> The idea of putting ANYTHING into our hives except wood, wax, and bees was unthinkable.
Not true, not at all. When I started beekeeping (1974), my employer was routinely moving AFB hives to a "hospital yard" and dosing them with sulfathiazole. We used benzaldehyde to remove honey supers, despite the fact that it reeked and didn't work very well.
When I moved from NY to California (still 1974) I was introduced to Terramycin "extender patties" which were left in the hives year round, a clear violation. I worked at a bee supply store and we routinely sold Phenol for taking off honey, in unmarked gallon cans. The owner of the store stashed a large quantity of Chlordane to have to sell after it was no longer legal.
But beyond that, the use of chemicals to "control disease" in hives was introduced in the 1800s. I put it in quotes because a lot of the cures didn't work. This is from Aspinwall's Bee-keeper's Magazine (1888):
Foul Brood Cure
Those advocating salicylic acid : Now recommend its use in a fumigator, as devised by Monsieur Bertrand. This apparatus, which looks like a small still, containing a spirit lamp, the frame of which rises beneath a metal dish. Surrounding the latter is a cylinder of stout tin, covered by an inverted funnel form, the neck of which is bent to the horizontal, and made in cross section an oblong 5 inches by 1 1/4 inches. The hive is raised from its floor-board until the mouth of the funnel passes in at the entrance, and the corner of the quilt is lifted to permit a free circulation of the vaporized acid 1 gram of which is placed in the dish, over the burning lamp. Every portion of the hive is reached by the vapor ; and when the fumigation is repeated every few days, early in the morning or late in the evening so as to have all the bees at home under its influence, it is said to be very effective.

::::::

Things to do:
1 > In the beekeeping post, what did the writer's employer dose AFB hives with after moving them to a "hospital yard"?
2 > For each statement, say whether it agrees with the beekeeping post, answering yes or no and quoting the deciding words: (a) The writer started beekeeping in 1974. (b) Benzaldehyde worked well for removing honey supers. (c) The bee supply store sold Phenol in marked quart bottles.
3 > Rewrite the paragraph of the beekeeping post that begins "When I moved from NY to California" as a bulleted list, keeping its main facts.
Answer using only the beekeeping post, with no outside knowledge.

Data section:
::::::

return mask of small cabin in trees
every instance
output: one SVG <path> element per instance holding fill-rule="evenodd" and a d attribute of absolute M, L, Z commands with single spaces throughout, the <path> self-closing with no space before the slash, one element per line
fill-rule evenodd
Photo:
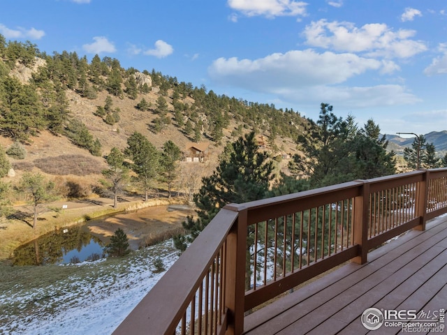
<path fill-rule="evenodd" d="M 205 162 L 208 159 L 208 147 L 210 143 L 189 143 L 184 151 L 186 162 Z"/>

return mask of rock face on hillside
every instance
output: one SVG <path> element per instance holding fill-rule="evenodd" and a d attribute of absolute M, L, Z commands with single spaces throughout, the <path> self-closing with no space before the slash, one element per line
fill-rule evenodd
<path fill-rule="evenodd" d="M 144 85 L 145 84 L 147 84 L 147 86 L 149 86 L 149 87 L 152 87 L 152 79 L 149 75 L 145 75 L 141 72 L 136 72 L 135 73 L 135 80 L 136 80 L 137 84 L 138 85 Z"/>
<path fill-rule="evenodd" d="M 34 64 L 31 68 L 27 68 L 22 64 L 17 61 L 15 64 L 15 67 L 10 73 L 10 75 L 15 77 L 22 84 L 27 84 L 31 79 L 31 76 L 33 73 L 38 71 L 38 68 L 41 66 L 45 66 L 46 61 L 41 58 L 35 57 Z"/>

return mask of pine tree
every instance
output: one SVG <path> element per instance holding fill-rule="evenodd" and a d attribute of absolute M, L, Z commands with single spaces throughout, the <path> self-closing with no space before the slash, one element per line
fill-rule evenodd
<path fill-rule="evenodd" d="M 124 152 L 133 161 L 131 169 L 136 174 L 135 180 L 145 193 L 145 201 L 147 201 L 149 191 L 159 172 L 159 152 L 145 136 L 138 132 L 127 139 L 127 148 Z"/>
<path fill-rule="evenodd" d="M 240 137 L 224 151 L 212 174 L 203 178 L 193 196 L 198 218 L 189 217 L 184 228 L 196 238 L 226 204 L 265 198 L 274 177 L 273 162 L 259 151 L 254 133 Z"/>
<path fill-rule="evenodd" d="M 416 136 L 411 143 L 411 147 L 404 149 L 404 159 L 410 169 L 423 168 L 425 161 L 427 140 L 423 135 Z"/>
<path fill-rule="evenodd" d="M 6 154 L 1 145 L 0 145 L 0 178 L 8 174 L 8 171 L 10 169 L 11 165 L 6 157 Z"/>
<path fill-rule="evenodd" d="M 124 231 L 118 228 L 110 237 L 110 243 L 105 246 L 105 252 L 112 257 L 120 257 L 131 252 L 129 238 Z"/>
<path fill-rule="evenodd" d="M 113 198 L 113 208 L 118 207 L 118 195 L 123 191 L 129 179 L 129 169 L 124 166 L 124 158 L 119 149 L 112 148 L 107 156 L 108 169 L 103 170 L 105 179 L 101 183 L 105 187 Z"/>
<path fill-rule="evenodd" d="M 55 199 L 54 188 L 54 183 L 40 173 L 25 172 L 20 179 L 18 190 L 31 199 L 29 202 L 33 207 L 33 228 L 36 229 L 41 206 Z"/>

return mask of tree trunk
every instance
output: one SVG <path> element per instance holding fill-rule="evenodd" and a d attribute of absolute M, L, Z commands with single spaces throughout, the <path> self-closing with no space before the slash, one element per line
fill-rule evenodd
<path fill-rule="evenodd" d="M 36 229 L 36 227 L 37 226 L 36 223 L 37 223 L 37 204 L 34 205 L 34 217 L 33 217 L 33 229 Z"/>

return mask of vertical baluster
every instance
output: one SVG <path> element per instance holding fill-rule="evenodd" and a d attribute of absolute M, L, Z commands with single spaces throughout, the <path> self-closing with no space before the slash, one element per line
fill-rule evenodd
<path fill-rule="evenodd" d="M 304 211 L 302 211 L 300 215 L 300 258 L 299 258 L 300 269 L 302 267 L 302 228 L 304 227 L 303 225 L 303 221 L 305 220 L 304 216 L 305 216 L 305 213 Z"/>
<path fill-rule="evenodd" d="M 256 271 L 258 267 L 258 225 L 254 225 L 254 255 L 253 255 L 253 289 L 256 289 Z"/>
<path fill-rule="evenodd" d="M 338 241 L 338 226 L 339 225 L 339 222 L 338 221 L 338 217 L 339 217 L 339 204 L 340 202 L 337 202 L 337 207 L 335 207 L 335 241 L 334 243 L 334 253 L 337 253 L 337 241 Z"/>
<path fill-rule="evenodd" d="M 309 263 L 310 262 L 310 246 L 309 246 L 309 241 L 310 241 L 310 222 L 311 222 L 311 215 L 312 215 L 312 212 L 310 209 L 307 209 L 307 211 L 309 213 L 309 218 L 307 218 L 307 266 L 309 266 Z"/>
<path fill-rule="evenodd" d="M 214 320 L 214 276 L 216 274 L 216 260 L 211 265 L 211 276 L 210 277 L 210 281 L 211 282 L 211 287 L 210 288 L 210 334 L 214 334 L 213 325 Z"/>
<path fill-rule="evenodd" d="M 207 273 L 207 276 L 205 278 L 205 306 L 204 306 L 204 312 L 205 312 L 205 320 L 204 321 L 204 327 L 205 327 L 205 335 L 208 334 L 208 311 L 210 310 L 210 270 Z"/>
<path fill-rule="evenodd" d="M 183 317 L 182 318 L 182 335 L 186 334 L 186 312 L 184 312 Z"/>
<path fill-rule="evenodd" d="M 217 334 L 217 321 L 219 309 L 217 309 L 219 302 L 219 269 L 220 267 L 219 255 L 216 256 L 216 272 L 214 274 L 214 334 Z"/>
<path fill-rule="evenodd" d="M 295 269 L 295 224 L 296 223 L 296 213 L 292 214 L 292 236 L 291 237 L 291 272 Z"/>
<path fill-rule="evenodd" d="M 203 334 L 203 325 L 202 318 L 203 316 L 203 281 L 200 283 L 200 286 L 198 288 L 198 311 L 197 312 L 197 328 L 199 334 Z"/>
<path fill-rule="evenodd" d="M 197 292 L 196 292 L 197 294 Z M 196 295 L 191 301 L 191 318 L 189 319 L 189 334 L 196 334 Z"/>
<path fill-rule="evenodd" d="M 226 274 L 225 272 L 225 269 L 226 267 L 226 242 L 224 243 L 224 245 L 221 248 L 221 282 L 220 282 L 220 306 L 219 310 L 220 313 L 219 313 L 219 324 L 222 324 L 222 315 L 225 313 L 225 281 L 226 280 Z"/>
<path fill-rule="evenodd" d="M 342 200 L 342 243 L 341 244 L 341 250 L 343 251 L 344 246 L 344 218 L 345 218 L 345 209 L 344 209 L 344 202 L 346 200 Z"/>
<path fill-rule="evenodd" d="M 278 218 L 274 218 L 274 247 L 273 248 L 273 280 L 277 280 L 277 249 L 278 247 Z"/>
<path fill-rule="evenodd" d="M 264 236 L 264 283 L 267 283 L 267 246 L 268 244 L 268 221 L 265 221 L 265 235 Z"/>
<path fill-rule="evenodd" d="M 315 230 L 315 241 L 314 242 L 314 248 L 315 249 L 314 251 L 314 262 L 316 262 L 316 260 L 318 260 L 318 248 L 316 247 L 318 245 L 318 207 L 315 207 L 315 223 L 314 223 L 315 228 L 314 228 L 314 230 Z"/>
<path fill-rule="evenodd" d="M 330 210 L 329 211 L 330 213 Z M 321 232 L 323 232 L 322 237 L 321 237 L 321 259 L 324 258 L 324 230 L 325 230 L 325 223 L 326 221 L 326 206 L 323 206 L 323 218 L 321 219 Z M 330 241 L 330 214 L 329 214 L 329 240 Z M 329 242 L 330 244 L 330 242 Z"/>
<path fill-rule="evenodd" d="M 287 254 L 287 216 L 284 216 L 284 239 L 283 239 L 283 257 L 282 257 L 282 276 L 286 276 L 286 255 Z"/>

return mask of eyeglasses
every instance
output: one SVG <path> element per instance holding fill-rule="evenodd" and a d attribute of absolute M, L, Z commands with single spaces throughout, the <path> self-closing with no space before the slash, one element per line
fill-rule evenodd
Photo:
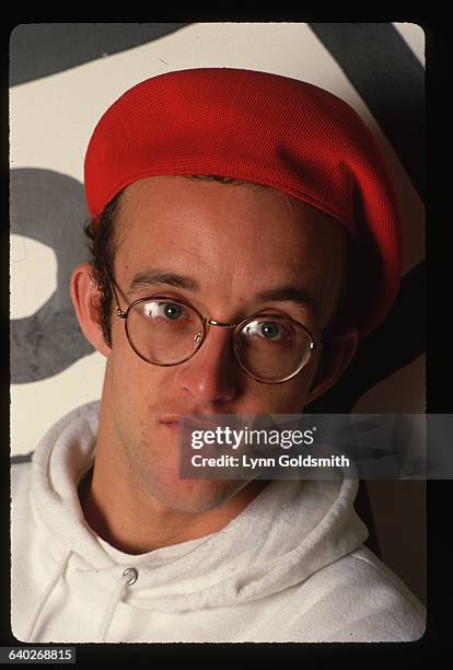
<path fill-rule="evenodd" d="M 322 345 L 290 316 L 260 313 L 222 323 L 202 316 L 188 302 L 161 294 L 139 298 L 123 311 L 113 282 L 112 289 L 130 346 L 153 366 L 185 362 L 202 346 L 209 326 L 220 326 L 233 331 L 234 354 L 244 372 L 258 382 L 280 384 L 300 374 Z"/>

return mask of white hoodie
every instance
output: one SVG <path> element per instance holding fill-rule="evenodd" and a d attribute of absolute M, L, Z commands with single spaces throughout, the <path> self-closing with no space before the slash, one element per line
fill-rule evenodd
<path fill-rule="evenodd" d="M 98 403 L 58 421 L 12 466 L 12 631 L 20 640 L 388 642 L 425 608 L 372 552 L 358 482 L 280 480 L 221 531 L 129 555 L 86 523 L 78 484 Z M 126 568 L 133 568 L 126 575 Z M 129 584 L 129 581 L 133 581 Z"/>

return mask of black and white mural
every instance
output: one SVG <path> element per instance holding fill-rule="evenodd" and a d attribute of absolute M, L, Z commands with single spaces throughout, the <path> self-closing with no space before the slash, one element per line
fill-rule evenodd
<path fill-rule="evenodd" d="M 13 454 L 33 451 L 55 420 L 101 395 L 104 360 L 84 340 L 69 297 L 72 268 L 86 257 L 82 182 L 91 132 L 135 83 L 194 67 L 245 67 L 312 82 L 342 97 L 372 128 L 397 185 L 404 280 L 385 323 L 361 343 L 340 382 L 306 409 L 425 411 L 423 39 L 421 27 L 410 23 L 30 23 L 14 28 Z M 371 484 L 370 515 L 391 515 L 392 495 L 380 495 Z M 421 505 L 417 495 L 410 505 Z M 406 569 L 403 576 L 422 597 L 420 570 L 408 574 L 398 565 L 399 555 L 392 556 L 385 541 L 390 525 L 383 528 L 378 529 L 381 554 L 387 546 L 388 564 L 397 573 Z"/>

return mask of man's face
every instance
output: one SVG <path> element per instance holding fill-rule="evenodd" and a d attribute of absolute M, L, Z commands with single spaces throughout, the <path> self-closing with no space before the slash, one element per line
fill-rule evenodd
<path fill-rule="evenodd" d="M 321 338 L 336 309 L 346 253 L 345 233 L 327 216 L 276 190 L 182 176 L 138 181 L 120 203 L 115 279 L 121 309 L 161 293 L 223 323 L 264 311 L 286 314 Z M 184 278 L 184 286 L 170 278 L 146 281 L 158 272 Z M 289 287 L 311 296 L 313 304 L 258 298 Z M 294 379 L 260 383 L 237 365 L 231 331 L 210 326 L 193 358 L 153 366 L 135 354 L 114 309 L 112 343 L 104 385 L 112 439 L 137 485 L 186 511 L 221 505 L 246 483 L 179 480 L 177 418 L 300 413 L 318 362 L 315 351 Z"/>

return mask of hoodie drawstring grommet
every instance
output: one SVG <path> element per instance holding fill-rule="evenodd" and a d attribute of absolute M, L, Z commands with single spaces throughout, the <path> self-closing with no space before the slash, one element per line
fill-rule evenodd
<path fill-rule="evenodd" d="M 111 623 L 115 614 L 115 610 L 117 608 L 118 602 L 121 599 L 124 589 L 126 587 L 132 586 L 132 584 L 136 584 L 137 579 L 138 579 L 138 569 L 135 567 L 126 568 L 123 575 L 120 576 L 118 584 L 116 586 L 116 589 L 114 590 L 112 594 L 111 601 L 107 604 L 107 608 L 104 614 L 104 619 L 100 627 L 98 637 L 101 642 L 105 642 L 105 638 L 107 637 L 108 628 L 111 627 Z"/>
<path fill-rule="evenodd" d="M 132 584 L 136 584 L 137 581 L 138 569 L 137 568 L 126 568 L 125 571 L 123 573 L 123 577 L 127 577 L 128 575 L 130 575 L 130 578 L 126 584 L 128 586 L 132 586 Z"/>

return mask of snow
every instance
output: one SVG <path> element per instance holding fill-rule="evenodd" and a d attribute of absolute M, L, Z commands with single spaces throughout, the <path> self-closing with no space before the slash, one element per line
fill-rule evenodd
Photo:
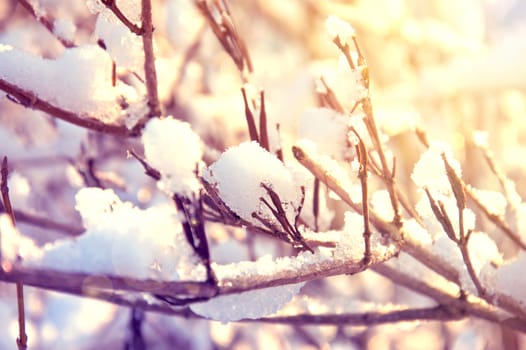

::::::

Task-by-task outputs:
1 > Sulfathiazole.

2 >
(a) Yes: "When I started beekeeping (1974)"
(b) No: "it reeked and didn't work very well"
(c) No: "in unmarked gallon cans"

3 >
- After moving from NY to California (still 1974), the writer was introduced to Terramycin "extender patties." These were left in hives year round, a clear violation.
- The bee supply store where the writer worked routinely sold Phenol for taking off honey, in unmarked gallon cans.
- The store's owner stashed a large quantity of Chlordane to sell after it was no longer legal.